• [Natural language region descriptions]
= Beginning of Section =

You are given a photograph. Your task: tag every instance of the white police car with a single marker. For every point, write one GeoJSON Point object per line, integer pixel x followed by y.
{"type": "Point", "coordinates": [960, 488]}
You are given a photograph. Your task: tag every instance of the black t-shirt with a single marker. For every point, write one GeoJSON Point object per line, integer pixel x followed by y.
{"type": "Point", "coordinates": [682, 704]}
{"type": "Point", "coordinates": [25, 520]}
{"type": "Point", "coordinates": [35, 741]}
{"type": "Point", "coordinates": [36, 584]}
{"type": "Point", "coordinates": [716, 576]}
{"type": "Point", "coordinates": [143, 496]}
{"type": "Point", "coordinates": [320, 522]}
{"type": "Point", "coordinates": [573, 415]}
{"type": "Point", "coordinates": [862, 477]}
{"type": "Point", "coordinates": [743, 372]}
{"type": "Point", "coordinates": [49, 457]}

= End of Section =

• [TASK BRIEF] Please output every line shown above exactly.

• [EXERCISE OUTPUT]
You are given a photograph. Your task: tag every instance of the white police car with a single marker. For every point, write one GeoJSON Point object per line, integer pixel x followed by y.
{"type": "Point", "coordinates": [960, 488]}
You are given a photograph. Your task: tag every instance of the black t-shirt with a single marker. For every point, write one GeoJSON Point object per line, integer pixel x followed by y.
{"type": "Point", "coordinates": [682, 704]}
{"type": "Point", "coordinates": [25, 520]}
{"type": "Point", "coordinates": [35, 741]}
{"type": "Point", "coordinates": [36, 584]}
{"type": "Point", "coordinates": [716, 576]}
{"type": "Point", "coordinates": [143, 496]}
{"type": "Point", "coordinates": [320, 522]}
{"type": "Point", "coordinates": [573, 415]}
{"type": "Point", "coordinates": [862, 477]}
{"type": "Point", "coordinates": [743, 372]}
{"type": "Point", "coordinates": [49, 457]}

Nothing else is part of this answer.